**Your objective**
Every line from the beginning of the data through the line containing "the wooden shelving" should be reproduced exactly, and no further lines should be output.

Extracted records:
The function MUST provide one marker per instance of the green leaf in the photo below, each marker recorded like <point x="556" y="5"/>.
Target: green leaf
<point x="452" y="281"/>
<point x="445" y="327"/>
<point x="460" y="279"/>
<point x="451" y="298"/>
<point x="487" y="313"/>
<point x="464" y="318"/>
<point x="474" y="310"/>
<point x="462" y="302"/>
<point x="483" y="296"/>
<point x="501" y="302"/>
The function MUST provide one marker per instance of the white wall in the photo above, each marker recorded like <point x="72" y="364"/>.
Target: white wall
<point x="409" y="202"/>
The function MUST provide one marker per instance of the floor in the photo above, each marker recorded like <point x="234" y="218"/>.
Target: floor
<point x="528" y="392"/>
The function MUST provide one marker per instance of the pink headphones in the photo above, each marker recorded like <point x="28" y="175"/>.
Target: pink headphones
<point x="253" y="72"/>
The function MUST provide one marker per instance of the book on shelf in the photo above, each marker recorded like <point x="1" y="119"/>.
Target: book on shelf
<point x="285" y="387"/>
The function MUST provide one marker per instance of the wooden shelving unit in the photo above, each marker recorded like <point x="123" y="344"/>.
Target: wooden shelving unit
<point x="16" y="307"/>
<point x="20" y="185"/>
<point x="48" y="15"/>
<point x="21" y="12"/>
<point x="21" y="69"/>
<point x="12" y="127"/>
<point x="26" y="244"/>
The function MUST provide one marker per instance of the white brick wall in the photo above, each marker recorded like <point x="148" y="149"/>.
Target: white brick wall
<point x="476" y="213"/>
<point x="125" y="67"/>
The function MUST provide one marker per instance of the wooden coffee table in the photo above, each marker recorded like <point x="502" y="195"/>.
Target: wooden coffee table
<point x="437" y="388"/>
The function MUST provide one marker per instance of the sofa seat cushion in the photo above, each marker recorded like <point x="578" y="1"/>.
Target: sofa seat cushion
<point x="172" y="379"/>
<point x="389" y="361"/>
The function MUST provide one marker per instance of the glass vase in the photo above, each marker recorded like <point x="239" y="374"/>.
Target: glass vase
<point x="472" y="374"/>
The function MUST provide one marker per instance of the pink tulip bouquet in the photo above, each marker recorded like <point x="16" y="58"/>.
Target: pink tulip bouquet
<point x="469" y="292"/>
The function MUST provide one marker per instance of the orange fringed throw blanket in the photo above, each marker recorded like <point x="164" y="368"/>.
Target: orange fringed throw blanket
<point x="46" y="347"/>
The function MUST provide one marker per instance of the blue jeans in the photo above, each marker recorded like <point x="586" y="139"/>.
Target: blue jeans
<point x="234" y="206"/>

**Solution to the exercise**
The function MUST provide one marker per instance of the green leaf in the photo below, each marker recorded like <point x="556" y="5"/>.
Target: green leaf
<point x="452" y="281"/>
<point x="445" y="327"/>
<point x="460" y="279"/>
<point x="451" y="298"/>
<point x="487" y="313"/>
<point x="464" y="318"/>
<point x="474" y="310"/>
<point x="462" y="302"/>
<point x="483" y="296"/>
<point x="501" y="302"/>
The function MUST provide one marker per instance of the white wall in the photo above, each marker recorded like <point x="72" y="364"/>.
Target: white wall
<point x="409" y="202"/>
The function MUST provide one marker per instance of the floor in the photo above, each marker recorded like <point x="234" y="218"/>.
Target: floor
<point x="528" y="392"/>
The function MUST provide one marker per instance of the pink headphones in the photo above, each marker recorded like <point x="28" y="175"/>.
Target: pink headphones
<point x="253" y="72"/>
The function MUST provide one marker per instance of the book on shelf in the photo above, each marker recorded like <point x="1" y="119"/>.
Target: book on shelf
<point x="285" y="387"/>
The function MUST provide one marker per instance of the wooden shelving unit in the photo above, each marker recorded like <point x="123" y="344"/>.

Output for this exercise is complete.